# Task item
The data should be written out in full, exactly as it stands, and the pictures dropped.

##### Data to use #####

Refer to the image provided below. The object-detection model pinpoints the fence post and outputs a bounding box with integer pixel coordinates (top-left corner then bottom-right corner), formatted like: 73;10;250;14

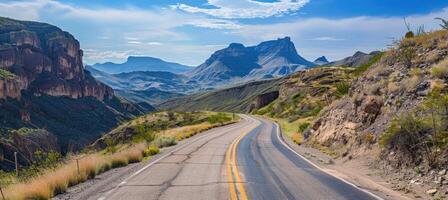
76;158;80;177
14;152;18;177
0;186;5;200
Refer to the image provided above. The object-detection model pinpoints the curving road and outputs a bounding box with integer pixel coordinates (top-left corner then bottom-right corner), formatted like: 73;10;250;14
96;115;381;200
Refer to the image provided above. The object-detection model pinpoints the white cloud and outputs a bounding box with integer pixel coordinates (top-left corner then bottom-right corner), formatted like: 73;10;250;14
83;49;142;63
187;19;242;29
312;37;345;41
127;41;142;45
228;8;448;60
173;0;310;19
147;42;163;46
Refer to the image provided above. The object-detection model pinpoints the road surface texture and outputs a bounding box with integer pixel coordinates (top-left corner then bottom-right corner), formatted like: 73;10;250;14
89;115;381;200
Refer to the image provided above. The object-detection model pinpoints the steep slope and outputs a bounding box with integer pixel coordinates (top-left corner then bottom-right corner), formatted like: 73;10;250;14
188;37;315;86
0;17;151;170
327;51;381;67
306;31;448;197
158;79;284;113
92;56;192;74
115;88;183;105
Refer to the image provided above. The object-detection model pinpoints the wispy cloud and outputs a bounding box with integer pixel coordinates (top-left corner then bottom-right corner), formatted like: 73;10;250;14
127;41;142;45
83;49;142;63
173;0;310;19
147;42;163;46
312;37;345;41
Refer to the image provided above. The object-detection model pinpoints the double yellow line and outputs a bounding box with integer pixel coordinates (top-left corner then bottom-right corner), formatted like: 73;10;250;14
226;120;259;200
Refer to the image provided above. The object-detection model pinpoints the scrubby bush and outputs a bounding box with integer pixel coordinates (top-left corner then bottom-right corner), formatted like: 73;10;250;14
431;57;448;79
154;136;177;148
207;113;232;124
380;89;448;167
143;146;160;156
298;123;310;133
399;40;417;68
335;82;351;98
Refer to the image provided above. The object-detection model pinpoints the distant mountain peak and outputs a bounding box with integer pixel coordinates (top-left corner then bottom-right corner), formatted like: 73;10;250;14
189;37;315;85
353;51;367;57
228;43;245;49
313;56;329;65
93;56;191;74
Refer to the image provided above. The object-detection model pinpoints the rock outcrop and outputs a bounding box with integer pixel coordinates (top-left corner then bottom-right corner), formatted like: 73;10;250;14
0;17;152;170
0;17;113;101
311;31;448;154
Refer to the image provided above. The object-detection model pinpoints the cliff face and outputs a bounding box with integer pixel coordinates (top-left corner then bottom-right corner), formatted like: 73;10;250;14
0;17;152;170
0;17;113;101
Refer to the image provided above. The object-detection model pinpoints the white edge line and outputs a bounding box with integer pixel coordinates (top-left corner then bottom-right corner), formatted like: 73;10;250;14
271;120;385;200
98;116;249;200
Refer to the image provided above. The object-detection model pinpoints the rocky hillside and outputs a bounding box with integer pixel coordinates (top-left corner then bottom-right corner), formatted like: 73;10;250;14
327;51;382;68
92;56;192;74
0;17;151;170
188;37;315;86
158;79;283;112
307;31;448;198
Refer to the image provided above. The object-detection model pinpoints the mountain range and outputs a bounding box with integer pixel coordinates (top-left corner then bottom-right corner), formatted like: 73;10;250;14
92;56;192;74
188;37;316;86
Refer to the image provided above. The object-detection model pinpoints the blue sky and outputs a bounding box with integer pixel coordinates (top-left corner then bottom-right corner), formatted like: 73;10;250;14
1;0;448;66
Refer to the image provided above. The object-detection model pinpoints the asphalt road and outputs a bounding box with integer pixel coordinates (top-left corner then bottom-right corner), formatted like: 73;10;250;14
98;115;380;200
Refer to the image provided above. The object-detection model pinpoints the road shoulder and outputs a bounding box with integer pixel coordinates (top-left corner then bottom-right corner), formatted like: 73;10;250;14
276;123;414;200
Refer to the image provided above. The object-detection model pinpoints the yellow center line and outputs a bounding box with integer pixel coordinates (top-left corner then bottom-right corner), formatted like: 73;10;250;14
226;120;260;200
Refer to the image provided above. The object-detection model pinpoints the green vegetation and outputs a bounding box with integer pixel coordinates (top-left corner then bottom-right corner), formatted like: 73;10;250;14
353;52;385;76
207;112;232;124
435;17;448;30
154;136;177;148
380;89;448;167
431;57;448;79
298;122;310;133
158;79;282;112
2;111;238;199
143;146;160;156
0;69;15;79
334;82;351;98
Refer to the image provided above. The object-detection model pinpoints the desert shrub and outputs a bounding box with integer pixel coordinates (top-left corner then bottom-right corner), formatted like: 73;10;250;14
143;146;160;156
33;150;62;169
335;82;351;98
291;133;303;145
298;123;310;133
207;113;232;124
431;57;448;79
380;89;448;167
399;40;417;68
0;69;15;79
363;132;375;144
379;114;429;157
110;155;128;168
154;136;177;148
104;137;117;153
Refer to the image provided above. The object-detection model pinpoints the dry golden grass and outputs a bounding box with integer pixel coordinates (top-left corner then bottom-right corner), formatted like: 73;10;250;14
387;81;401;94
431;57;448;79
3;144;148;200
3;113;238;200
160;122;214;140
406;30;448;47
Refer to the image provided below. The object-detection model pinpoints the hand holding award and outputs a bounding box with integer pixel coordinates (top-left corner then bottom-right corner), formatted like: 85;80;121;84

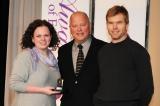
55;78;63;92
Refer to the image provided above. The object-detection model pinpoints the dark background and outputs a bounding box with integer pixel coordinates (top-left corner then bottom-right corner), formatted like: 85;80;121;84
0;0;9;105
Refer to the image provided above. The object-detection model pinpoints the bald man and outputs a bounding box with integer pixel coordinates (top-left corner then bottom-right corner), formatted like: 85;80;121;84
58;11;106;106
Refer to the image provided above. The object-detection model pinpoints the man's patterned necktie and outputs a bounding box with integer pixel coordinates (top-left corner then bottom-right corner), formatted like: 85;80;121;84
75;44;84;76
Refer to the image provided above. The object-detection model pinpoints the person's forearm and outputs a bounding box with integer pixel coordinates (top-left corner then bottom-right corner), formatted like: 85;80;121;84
26;85;44;93
26;85;57;95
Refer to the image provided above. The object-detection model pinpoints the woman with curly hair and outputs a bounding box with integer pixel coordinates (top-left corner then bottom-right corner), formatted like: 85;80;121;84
10;19;60;106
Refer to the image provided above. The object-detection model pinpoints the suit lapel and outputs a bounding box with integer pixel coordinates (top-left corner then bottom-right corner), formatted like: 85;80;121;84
79;37;96;74
67;41;76;76
69;37;97;76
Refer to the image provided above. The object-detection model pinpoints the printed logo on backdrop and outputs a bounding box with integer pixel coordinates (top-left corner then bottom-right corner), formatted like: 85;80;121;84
42;0;90;46
45;0;78;46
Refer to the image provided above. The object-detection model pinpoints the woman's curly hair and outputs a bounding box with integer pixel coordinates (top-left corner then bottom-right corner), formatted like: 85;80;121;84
21;19;59;50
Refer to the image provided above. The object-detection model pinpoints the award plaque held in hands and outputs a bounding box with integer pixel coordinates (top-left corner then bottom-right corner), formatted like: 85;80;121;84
55;78;63;91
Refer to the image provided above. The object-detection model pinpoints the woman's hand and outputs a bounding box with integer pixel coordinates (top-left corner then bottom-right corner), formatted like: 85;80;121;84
41;86;61;95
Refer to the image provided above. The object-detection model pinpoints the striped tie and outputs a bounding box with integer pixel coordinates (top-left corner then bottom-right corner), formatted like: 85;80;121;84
76;44;84;76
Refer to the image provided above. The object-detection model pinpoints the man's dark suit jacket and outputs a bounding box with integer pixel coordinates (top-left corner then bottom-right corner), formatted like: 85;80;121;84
58;36;106;106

#####

# Response to the exercise
Refer to the image provided below. The object-detection model pinpoints the fence post and outputs a bounding box with integer pixel coordinates (top-left corner then bottom-right corner), formatted like: 73;10;250;14

76;158;80;177
14;152;18;177
0;186;5;200
Refer to the image provided above. The object-detection model pinpoints the curving road and outputs a bounding box with integer pixel coordinates (top-left corner then bottom-right corner), formatted like: 73;10;250;14
96;115;381;200
Refer to the image provided above. The object-detection model pinpoints the white cloud and outputs a bounding box with integer pixel coordinates (top-left corner then bottom-right corner), formatted like: 73;10;250;14
83;49;142;63
187;19;242;29
312;37;345;41
127;41;142;45
228;8;448;60
173;0;310;19
147;42;163;46
Refer to the image provided above. The object-detection model pinpoints the road surface texture and outputs a bounding box with integer pixel coordinates (top-left corner then bottom-right corner), formatted like: 73;10;250;14
89;115;381;200
Refer to the image provided above. The object-detection model pinpoints the steep slope and outputs a bounding box with integer pixel coordinates (top-left corner then bottom-right corner), formatted like: 73;10;250;14
188;37;315;86
0;17;151;170
327;51;381;67
306;31;448;197
158;79;284;113
92;56;192;74
115;88;183;105
Refer to the image provided above. The object-detection model pinpoints the wispy cloud and outputs a bounding box with integer pixel coordinates (top-left corner then bottom-right corner), formatted like: 73;10;250;14
127;41;142;45
83;49;142;63
173;0;310;19
147;42;163;46
312;37;345;41
Refer to the image provided above. The object-detection model pinpoints the double yellow line and outputs a bounding box with integer pixel coordinates (top-left corner then bottom-right corner), formatted like: 73;10;250;14
226;120;259;200
Refer to the image provided above. The object-detection model pinpoints the scrubby bush and outputs a bounding box with integer pixel coordinates (top-left corner then bottom-right corner), formatted like: 73;10;250;14
431;57;448;79
154;136;177;148
207;113;232;124
380;89;448;167
143;146;160;156
298;123;310;133
399;40;417;68
335;82;351;98
Refer to the image provided above. The object-detection model pinpoints the distant mountain peak and outputs a bounding box with integer pixel coordinates (top-left corner then bottom-right corner), formatted like: 73;10;250;14
189;37;315;85
353;51;367;57
228;43;245;49
313;56;329;65
93;56;191;74
Refer to the image provided above. The object-detection model pinpoints the rock outcrop and outputs a bounding box with integer pixel coordinates (top-left corner then bottom-right corner), formatted like: 73;10;250;14
0;17;152;170
0;17;113;101
311;31;448;154
Refer to the image provided above. The object-detection model pinpoints the cliff face and outputs a bounding box with integer pixel coordinates (top-left corner then bottom-right corner), formatted like: 73;10;250;14
0;17;152;170
0;17;113;101
Refer to the image provided above. The object-detection model pinpoints the white edge line and outputs a bounding box with integer pixel coordinates (top-left corner then bottom-right corner), formatted like: 73;10;250;14
271;120;385;200
98;116;249;200
Refer to the image provided above. The object-detection model pinpoints the rocky hillside and outputs a bounding box with integer pixel coordinates (top-left corner then bottom-right corner), formatted like: 73;10;250;14
327;51;382;68
92;56;192;74
0;17;151;170
188;37;315;86
158;79;283;112
307;31;448;198
Refer to the image provided above. The object-detection model pinpoints the mountain range and outputs a bounding box with integer pixel coordinates (top-left corner then bottom-right corner), formatted like: 73;10;250;14
92;56;192;74
188;37;316;86
Refer to the image provided above. The object-detection model pinpoints the blue sky and outputs a bounding box with integer pixel coordinates (top-left corner then bottom-right corner), formatted like: 73;10;250;14
1;0;448;66
Refer to the image provided above. The object-detection model pinpoints the asphalt road and outputs a bounding box with integer pixel coordinates (top-left corner then bottom-right corner), formatted like: 73;10;250;14
98;115;380;200
Refer to the image provided above. The object-detection model pinpoints the road shoulder and outputs a bounding box with integer pixel coordinates (top-left corner then bottom-right corner), formatted like: 73;10;250;14
276;123;414;200
Refer to the image provided above. The object-detection model pinpoints the yellow center line and outputs a bounding box with integer pixel coordinates (top-left corner then bottom-right corner), formatted like: 73;10;250;14
226;120;260;200
Refer to the image provided above. The object-detection model pinpoints the green vegetation and outputs a bounding box with integer pixel coordinates (top-left corner then bottom-right corner), formatted like: 73;10;250;14
353;52;385;76
207;112;232;124
435;17;448;30
154;136;177;148
380;89;448;167
431;57;448;79
298;122;310;133
158;79;282;112
2;111;238;199
143;146;160;156
0;69;15;79
334;82;351;98
Refer to the image provided above. The object-detection model pinpoints the desert shrub and outputs a bounding box with integer pixel coordinates (top-left corner then bottom-right corner), formatted like: 73;10;250;14
143;146;160;156
33;150;62;169
335;82;351;98
291;133;303;145
298;123;310;133
207;113;232;124
431;57;448;79
380;89;448;167
399;40;417;68
0;69;15;79
363;132;375;144
379;114;429;157
110;155;128;168
154;136;177;148
104;137;117;153
Refer to the image provided above. The object-detection model pinpoints the dry golden grass and outputs a bounding box with integer pixel coordinates (top-left corner then bottom-right corner), formatted like: 73;10;250;14
387;81;401;94
431;57;448;79
3;144;148;200
3;113;238;200
160;122;214;140
406;30;448;47
Refer to the image provided below. The object-detection model pinpoints the hand holding award and outputs a bounding box with integer pixel coordinates (top-left corner then bottom-right corner), formatted like: 85;80;121;84

55;78;63;92
Refer to the image provided above. The object-detection model pinpoints the dark background and outputs a bounding box with integer pixel coordinates (top-left corner then bottom-right corner), formatted like: 85;80;121;84
0;0;9;105
Refer to the image provided above. The object-detection model pinpoints the bald man and outputs a bounding box with integer pixel coordinates (top-left corner then bottom-right corner), formatted like: 85;80;121;84
58;11;106;106
Refer to the image provided above. The object-detection model pinpoints the man's patterned necktie and outputs a bounding box with integer pixel coordinates (top-left corner then bottom-right corner), formatted like: 85;80;121;84
75;44;84;76
Refer to the image provided above. The object-detection model pinpoints the person's forearm and outputs a bounding box with integer pixel coordinates (top-left corner then bottom-right corner), formatted like: 85;80;121;84
26;85;44;93
26;85;57;95
Refer to the image provided above. The object-detection model pinpoints the woman with curly hair and outputs a bounding box with integer pixel coordinates (top-left corner then bottom-right corner), formatted like: 85;80;121;84
10;19;60;106
Refer to the image provided above. The object-detection model pinpoints the suit lapel and outputs a bounding box with integer pixel coordinates (top-left corner then bottom-right corner), formatted like: 85;80;121;84
79;37;96;74
67;41;76;76
69;37;97;76
Refer to the image provided above. The object-detection model pinpoints the printed logo on backdrop and outputs a bounding box with integer pixel coordinates (top-left corner then bottom-right corner), formatted like: 85;80;121;84
42;0;90;46
45;0;78;46
Refer to the image provided above. The object-detection model pinpoints the woman's curly hair and outputs a bounding box with integer pixel coordinates (top-left corner then bottom-right corner), formatted like: 85;80;121;84
21;19;59;50
Refer to the image provided above. The object-detection model pinpoints the award plaque held in hands and outputs a bounding box with integer pixel coordinates (top-left corner then bottom-right corner), formatted like: 85;80;121;84
55;78;63;91
Refer to the image provided above. The object-detection model pinpoints the woman's hand and outputs a bounding box with integer pixel coordinates (top-left corner then bottom-right corner), formatted like: 85;80;121;84
41;86;61;95
Refer to the image provided above. The object-detection model pinpoints the striped tie and outputs a bounding box with integer pixel coordinates (top-left corner then bottom-right corner), formatted like: 85;80;121;84
76;44;84;76
Refer to the image provided above. The object-detection model pinpoints the man's dark suit jacket and outputs a bounding box with integer pixel coordinates (top-left corner then bottom-right corner), formatted like: 85;80;121;84
58;36;106;106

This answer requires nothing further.